* _Text excerpt_:

----

Why only 5 months? Will more of the history be added to the git repository eventually?

No, we'll keep the SD servers around for a while for servicing older products. We also have a "breadcrumbing" system that lets an engineer follow a file's history back from Git to the old system.

Was importing the complete history tried during the development? This is very interesting. The git history will grow at break-neck speed and will reach similar size soon enough. Is this to delay the inevitable tech wrangling for dealing with terabyte histories or were there issues with the import/sync?

Or maybe it was just the initial repo setup used for alpha testing that got promoted to production :)

A lot of that is probably static art assets. A lot of big corporate projects are guilty of just throwing everything in one tree like this where for some bizarre reason you are checking out jpgs and video files. It is part of the reason why the Chrome or Unreal Engine repos are preposterously large (hundreds of megs to gigabytes each).

> A lot of big corporate projects are guilty of just throwing everything in one tree like this where for some bizarre reason you are checking out jpgs and video files.

Would you want to build chrome without it's icons for bookmark folders, the launcher, etc.? No?

What about a game without it's intro videos? Even if you need to debug a crash during the initial intro, related to playing said video?

Some people prefer this kind of content to be managed with a different, media focused version control system, or a separate tree, but now you have 2+ disparate distribution / version control systems to try and keep in sync. You do have options like git submodules now for some VCSes, but I haven't been impressed with their workflow, and they weren't always an option. I will gladly burn several gigs just to simplify my workflow - I've got the spare SSD and bandwidth. I've had fully built checkouts in the hundreds of gigabytes range.

And don't get me wrong, "hundreds of gigabytes" is getting annoyingly large if the IT department skimped and bought me a 250GB SSD. I'll abuse directory junctions to offload some of that onto mechanical drives. This is relatively fire and forget though - multi-repository is not.

And there was an article a few weeks back about how certain content creation tools (Adobe) stuff in lots of metadata into these assets by default.

Some of the MS teams were good about stripping those out for release, others, didn't seem to notice.

Well, to be fair, the metadata in those files amounted to 5 MiB over the whole of Windows, so while there is a little overhead, it won't make up a significant chunk.

Oh, I didn't see that part. That's not nearly as bad as I thought based on my reading of the original article.

Hmm. I believe it's likely there's also lots of binary assets - the WAV sound files, BMP images, the "hello world" videos, for example - and possibly also the raw versions of the assets. And if it's really the whole history of Windows in there, that's a LOT of binary assets in LOTS of versions.

----

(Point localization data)

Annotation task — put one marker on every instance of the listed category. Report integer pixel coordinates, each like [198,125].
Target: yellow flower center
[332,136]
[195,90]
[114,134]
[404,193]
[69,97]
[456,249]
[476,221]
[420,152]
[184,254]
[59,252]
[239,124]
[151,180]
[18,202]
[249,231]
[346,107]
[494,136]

----

* _Tasks_:
a) In the Windows repository thread, take the stretch from "Well, to be" through "the original article." and replace "metadata" with "embedded data".
b) List the image and sound file formats that the Windows repository thread names by their abbreviations.
c) Go on with the Windows repository thread, adding to the discussion after its last comment.
The entries are separate material and have no connection to the Windows repository thread.

* _Answers to this exercise_:
a)
Well, to be fair, the embedded data in those files amounted to 5 MiB over the whole of Windows, so while there is a little overhead, it won't make up a significant chunk.

Oh, I didn't see that part. That's not nearly as bad as I thought based on my reading of the original article.

b) jpg, WAV, BMP

c)
Sorry to see SourceDepot (slowly) decommissioned. I loved it and since it was a Perforce fork, what I've learned was directly applicable when I started using P4 in my subsequent job. Perhaps I'm old fashioned but I really see little appeal in DVCSes. I liked Hg but in the long run it's going to be completely run over by Git so I'd rather not invest in it. I'm rambling, sorry.

What was performance like for the Source Depot system? It would be interesting to note the comparison between the old SDX system and GVFS.

Quoting Brian Harry from a comment response at https://blogs.msdn.microsoft.com/bharry/2017/05/24/the-large...

"It depends a great deal on the operation. SourceDepot was much faster at some things – like “sd opened”, the equivalent of “git status”. sd opened was < .5s. git status is at 2.6s now. But SD was much slower at some other things – like branching. Creating a branch in SD would take hours. In Git, it's less than a minute. I saw a mail from one of our engineers at one point saying they'd been putting off doing a big refactoring for 9 months because the branch mechanics in SD would have been so cumbersome and after the switch to Git they were able to get the whole refactoring done in a topic branch in no time.

On an operation, by operation basis, SD is still much faster than our Git/GVFS solution. We're still working on it to close the gap but I'm not sure it will ever get as fast at everything. The broader question, though is about overall developer productivity and we think we are on a path to winning that."

Game development also has very large files and codebases, Git LFS is sometimes not enough. This is great for everyone really but very nice for game development and larger codebases that might have lots of assets along with it.

Microsoft is doing great work here and hope it makes it to bitbucket, github etc.

I don't know much about Windows development, but I'm sure the system is modularized in some way. Why wouldn't you want to break up the project into multiple repos for different parts of the system? That would let you work on and test each part independent of the rest. Each part should be able to function on its own, right? Of course some engineers would need to build and test the entire OS as a whole, but I'd wager that (for example) the team working on visual design of the settings app doesn't need to have the source code of how the login screen verifies passwords.

Clearly Microsoft's process works well enough for them, so I wonder what benefits there are to using the monolithic repo choice over many smaller repos.

Google has a single repo. The advantages are that you don't need to version anything because you always build against head. It's awesome but requires some discipline and good infrastructure.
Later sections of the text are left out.